──────── Texte cité
Nicolas Sarkozy ? Il a mis ses ministres sur écoute. Emmanuel Macron? Il a «téléguidé» la chute de François Fillon. Gérald Darmanin ? Le ministre du Budget fait du «Cahuzac puissance 10. […] Il sait ce qu'il a fait, […] il va tomber». Et Angela Merkel ? La chancelière allemande a le charisme d'une huître. Après les propos trash tenus par Laurent Wauquiez lors d'un cours donné jeudi à l'EM Lyon Business School - dont les extraits les plus cash ont été diffusés dès le lendemain par l'émission Quotidien (TMC) -, la polémique enfle. Et la plupart des leaders de la droite gardent prudemment le silence. Ou versent dans l'euphémisation lénifiante, tel Eric Woerth : «On a besoin de rassembler, pas de diviser. […] Il n'y aurait pas ces propos, ce serait peut-être mieux.» Parmi les rares à sortir du bois à LR, le maire de Meaux (Seine-et-Marne), Jean-François Copé, a fustigé dimanche auprès de Libération des «propos [qui] ne font que ridiculiser notre famille politique. Ils la caricaturent. Il a commis une faute morale et politique».
────────────────
──────── Matériel fourni
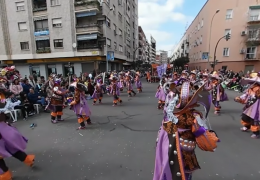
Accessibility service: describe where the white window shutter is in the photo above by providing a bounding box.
[52,18,62,24]
[19,23,27,30]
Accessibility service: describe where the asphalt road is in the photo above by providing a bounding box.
[4,80,260,180]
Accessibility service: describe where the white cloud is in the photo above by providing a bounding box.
[138,0,191,54]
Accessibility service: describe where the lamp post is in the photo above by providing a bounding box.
[212,33,230,72]
[208,9,220,66]
[103,6,114,73]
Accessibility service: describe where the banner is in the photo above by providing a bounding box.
[157,66,162,78]
[107,51,115,61]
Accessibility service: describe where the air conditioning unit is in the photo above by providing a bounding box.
[241,31,246,36]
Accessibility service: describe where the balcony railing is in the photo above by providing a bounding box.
[77,44,102,50]
[36,47,51,54]
[248,15,260,22]
[74,0,100,11]
[34,28,50,36]
[76,24,102,33]
[33,6,47,12]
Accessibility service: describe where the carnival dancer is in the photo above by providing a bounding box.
[235,72,260,139]
[92,78,103,105]
[118,72,125,92]
[70,82,92,129]
[207,71,228,115]
[46,77,69,124]
[153,81,219,180]
[125,74,136,97]
[135,73,143,93]
[155,78,166,109]
[110,76,123,106]
[0,87,35,180]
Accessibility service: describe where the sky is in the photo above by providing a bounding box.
[138,0,207,56]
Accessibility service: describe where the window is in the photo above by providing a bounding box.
[52,18,62,27]
[226,9,233,19]
[15,1,25,11]
[118,12,122,22]
[248,29,259,39]
[53,39,63,48]
[225,29,231,35]
[118,29,122,36]
[223,48,229,57]
[20,42,29,50]
[107,18,110,27]
[113,5,116,14]
[18,22,27,31]
[36,40,50,50]
[118,45,123,52]
[35,19,49,32]
[51,0,60,6]
[246,47,256,59]
[249,9,260,21]
[107,38,111,47]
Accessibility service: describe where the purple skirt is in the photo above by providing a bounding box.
[0,122,28,158]
[155,89,166,101]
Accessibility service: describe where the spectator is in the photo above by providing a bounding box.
[10,79,23,96]
[27,88,45,106]
[29,75,36,88]
[22,79,32,95]
[10,94,27,120]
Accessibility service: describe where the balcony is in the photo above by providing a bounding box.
[76,24,102,34]
[36,47,51,54]
[247,15,260,24]
[34,28,50,36]
[33,0,47,16]
[246,36,260,46]
[74,0,101,11]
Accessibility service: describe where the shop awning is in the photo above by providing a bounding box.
[35,37,50,41]
[76,11,97,17]
[77,34,97,41]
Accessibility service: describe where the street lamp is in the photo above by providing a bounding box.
[208,9,220,66]
[104,7,114,73]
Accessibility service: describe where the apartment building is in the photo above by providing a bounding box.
[0,0,138,76]
[156,50,168,64]
[149,36,156,62]
[173,0,260,72]
[138,26,147,62]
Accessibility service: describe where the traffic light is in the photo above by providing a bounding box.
[225,33,230,41]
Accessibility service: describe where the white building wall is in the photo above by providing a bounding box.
[74,63,82,76]
[56,64,63,76]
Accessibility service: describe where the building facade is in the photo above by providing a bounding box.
[0,0,138,76]
[149,36,156,62]
[138,26,147,62]
[156,50,168,64]
[173,0,260,72]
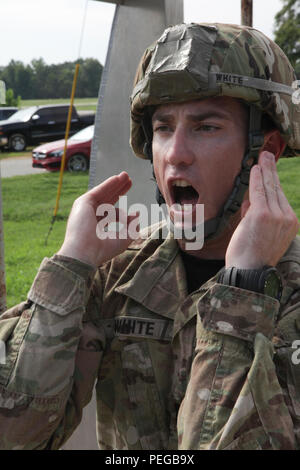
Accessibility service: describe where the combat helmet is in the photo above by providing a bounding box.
[130,23,300,237]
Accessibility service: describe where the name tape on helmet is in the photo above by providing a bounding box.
[209,72,295,95]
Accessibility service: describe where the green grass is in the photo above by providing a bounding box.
[2,158,300,307]
[2,173,88,307]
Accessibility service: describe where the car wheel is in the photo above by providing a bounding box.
[67,153,88,172]
[8,134,26,152]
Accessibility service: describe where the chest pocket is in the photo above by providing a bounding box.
[105,301,174,450]
[121,341,172,450]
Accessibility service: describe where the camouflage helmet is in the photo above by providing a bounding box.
[130,23,300,158]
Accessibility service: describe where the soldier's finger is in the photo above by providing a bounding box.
[249,165,268,209]
[86,172,132,205]
[259,152,281,214]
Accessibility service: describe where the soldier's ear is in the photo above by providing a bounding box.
[260,129,286,161]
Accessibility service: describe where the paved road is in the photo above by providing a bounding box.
[0,157,46,178]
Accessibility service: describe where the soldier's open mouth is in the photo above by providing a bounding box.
[173,186,199,206]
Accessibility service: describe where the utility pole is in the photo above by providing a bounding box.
[241,0,253,26]
[0,80,6,313]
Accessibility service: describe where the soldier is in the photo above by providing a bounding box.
[0,24,300,450]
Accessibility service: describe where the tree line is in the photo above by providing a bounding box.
[0,58,103,100]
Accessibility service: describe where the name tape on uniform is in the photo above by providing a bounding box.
[104,316,173,341]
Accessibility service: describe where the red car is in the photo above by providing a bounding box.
[32,126,94,171]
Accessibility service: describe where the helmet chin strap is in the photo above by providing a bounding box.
[144,105,264,240]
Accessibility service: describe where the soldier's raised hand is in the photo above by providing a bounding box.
[58,172,137,266]
[226,151,299,269]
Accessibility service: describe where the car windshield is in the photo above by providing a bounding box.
[8,106,37,122]
[69,126,95,141]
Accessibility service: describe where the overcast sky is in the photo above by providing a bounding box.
[0,0,282,65]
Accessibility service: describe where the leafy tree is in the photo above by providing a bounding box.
[0,58,103,99]
[274,0,300,78]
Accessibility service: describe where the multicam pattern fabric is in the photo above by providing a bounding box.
[130,23,300,158]
[0,226,300,450]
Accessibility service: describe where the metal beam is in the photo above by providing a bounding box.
[241,0,253,26]
[63,0,183,450]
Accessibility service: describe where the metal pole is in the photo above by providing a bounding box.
[242,0,253,26]
[0,172,6,313]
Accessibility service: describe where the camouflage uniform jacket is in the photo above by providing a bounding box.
[0,226,300,450]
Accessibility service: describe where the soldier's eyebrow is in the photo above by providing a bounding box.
[152,109,232,124]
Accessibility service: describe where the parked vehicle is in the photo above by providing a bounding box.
[0,106,18,121]
[0,105,95,152]
[32,125,94,171]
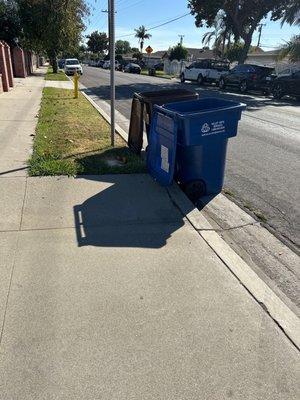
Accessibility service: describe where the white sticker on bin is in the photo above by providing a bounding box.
[201,121,225,136]
[160,144,170,172]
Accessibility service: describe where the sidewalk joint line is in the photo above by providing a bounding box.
────────────────
#### Consigne 1
Dans l'article sur les propos de Laurent Wauquiez, pour quelles raisons Jean-François Copé les condamne-t-il ? Répondez en une à trois phrases.
#### Consigne 2
Répondez à ces questions sur l'article consacré aux propos de Laurent Wauquiez :
(a) Dans quel établissement Laurent Wauquiez donnait-il un cours quand il a tenu ces propos ?
(b) Quelle émission a diffusé les extraits dès le lendemain ?
(c) À quoi compare-t-il le charisme d'Angela Merkel ?
#### Consigne 3
Poursuivez l'article sur la polémique autour des propos de Laurent Wauquiez à partir de sa dernière phrase.
On n'a pas besoin des enregistrements.

#### Réponse proposée 1
Selon Jean-François Copé, ces propos ne font que ridiculiser sa famille politique et la caricaturent. Il estime que Laurent Wauquiez a ainsi commis une faute morale et politique.

#### Réponse proposée 2
(a) À l'EM Lyon Business School.
(b) L'émission Quotidien, sur TMC.
(c) À celui d'une huître.

#### Réponse proposée 3
Barbouserie
Acte manqué de la part d'un homme, Wauquiez, pourtant rompu aux exigences de maîtrise de la vie publique ? Coup de billard à trois bandes d'un Machiavel capable de téléguider - ou tout au moins d'anticiper - la fuite pour mieux en tirer profit ? «La preuve que non, c'est qu'il a été obligé de se mettre à genoux devant Nicolas Sarkozy pour s'excuser. Cela tend à montrer que la fuite n'était pas intentionnelle», note l'ex-secrétaire d'Etat Frédéric Lefebvre. S'agit-il alors d'un dérapage incontrôlé d'un dirigeant politique en roue libre devant un auditoire bienveillant ? S'il y a bien une dimension de «Wauquiez Gate» qu'il semble impossible de trancher, c'est de savoir si la sortie de route du nouveau patron de LR s'est bien faite à l'insu de son plein gré. En tout cas, les dégâts sont là.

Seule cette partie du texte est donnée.